* _Task details_: In the entries that follow, how many lines contain "ladder"? Please reply with only the number.

* _The data_:
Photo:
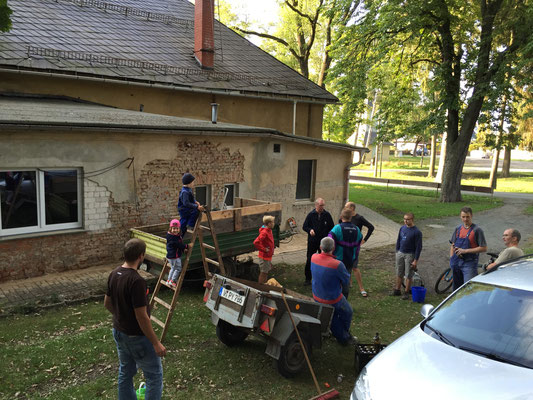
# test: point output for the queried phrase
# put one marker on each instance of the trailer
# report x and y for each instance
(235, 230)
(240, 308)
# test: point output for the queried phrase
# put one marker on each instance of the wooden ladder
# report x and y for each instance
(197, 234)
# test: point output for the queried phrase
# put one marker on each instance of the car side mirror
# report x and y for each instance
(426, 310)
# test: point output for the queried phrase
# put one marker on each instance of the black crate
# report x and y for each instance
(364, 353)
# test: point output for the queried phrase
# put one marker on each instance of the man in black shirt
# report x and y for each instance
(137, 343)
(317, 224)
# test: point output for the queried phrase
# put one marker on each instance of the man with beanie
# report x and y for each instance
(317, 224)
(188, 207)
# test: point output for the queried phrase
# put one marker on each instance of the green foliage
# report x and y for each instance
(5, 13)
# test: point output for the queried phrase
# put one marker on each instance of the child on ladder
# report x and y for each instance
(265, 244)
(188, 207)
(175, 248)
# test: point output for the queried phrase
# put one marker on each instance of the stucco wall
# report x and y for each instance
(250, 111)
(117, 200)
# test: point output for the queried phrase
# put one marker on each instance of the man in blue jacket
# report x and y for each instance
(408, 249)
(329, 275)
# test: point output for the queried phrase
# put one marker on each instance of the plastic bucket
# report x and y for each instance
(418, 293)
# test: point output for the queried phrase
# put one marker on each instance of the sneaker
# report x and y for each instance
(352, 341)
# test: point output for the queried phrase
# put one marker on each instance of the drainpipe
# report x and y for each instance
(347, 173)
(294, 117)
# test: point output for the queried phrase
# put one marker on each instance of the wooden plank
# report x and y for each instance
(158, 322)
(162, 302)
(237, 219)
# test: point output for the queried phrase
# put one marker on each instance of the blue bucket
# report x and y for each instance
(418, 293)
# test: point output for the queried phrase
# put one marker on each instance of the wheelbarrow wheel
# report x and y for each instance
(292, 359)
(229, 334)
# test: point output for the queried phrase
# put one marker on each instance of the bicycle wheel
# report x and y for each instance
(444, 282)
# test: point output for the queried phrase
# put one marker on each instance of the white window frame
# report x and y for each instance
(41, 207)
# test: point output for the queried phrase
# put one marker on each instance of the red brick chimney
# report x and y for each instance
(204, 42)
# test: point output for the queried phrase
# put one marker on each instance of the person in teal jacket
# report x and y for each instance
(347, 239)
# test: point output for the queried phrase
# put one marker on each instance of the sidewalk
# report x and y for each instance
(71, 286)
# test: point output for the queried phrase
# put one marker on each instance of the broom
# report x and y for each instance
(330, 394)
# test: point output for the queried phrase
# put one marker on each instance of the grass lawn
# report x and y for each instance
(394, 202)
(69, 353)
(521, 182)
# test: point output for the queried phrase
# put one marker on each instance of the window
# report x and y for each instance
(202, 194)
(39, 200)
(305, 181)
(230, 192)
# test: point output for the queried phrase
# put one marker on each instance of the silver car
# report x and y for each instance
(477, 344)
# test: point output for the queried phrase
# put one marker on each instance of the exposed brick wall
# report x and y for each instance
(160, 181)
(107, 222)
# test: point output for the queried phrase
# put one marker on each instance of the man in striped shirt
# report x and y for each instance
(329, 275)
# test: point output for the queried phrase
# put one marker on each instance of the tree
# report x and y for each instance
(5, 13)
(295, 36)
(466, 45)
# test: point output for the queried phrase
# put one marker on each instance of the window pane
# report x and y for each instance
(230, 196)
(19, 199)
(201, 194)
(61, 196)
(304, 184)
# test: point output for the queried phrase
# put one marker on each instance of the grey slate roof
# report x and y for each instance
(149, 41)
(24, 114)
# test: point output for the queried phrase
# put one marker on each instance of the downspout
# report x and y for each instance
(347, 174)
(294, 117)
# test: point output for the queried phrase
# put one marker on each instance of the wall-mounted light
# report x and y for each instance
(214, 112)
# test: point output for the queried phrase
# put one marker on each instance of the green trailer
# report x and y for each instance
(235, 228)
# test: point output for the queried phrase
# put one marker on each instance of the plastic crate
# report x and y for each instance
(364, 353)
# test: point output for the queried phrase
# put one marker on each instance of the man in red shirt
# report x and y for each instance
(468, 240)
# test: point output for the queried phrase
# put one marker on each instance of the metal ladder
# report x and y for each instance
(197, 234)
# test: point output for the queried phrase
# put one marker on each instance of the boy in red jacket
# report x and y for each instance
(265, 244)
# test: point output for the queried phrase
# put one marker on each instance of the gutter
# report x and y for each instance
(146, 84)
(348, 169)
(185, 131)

* _Response_: 3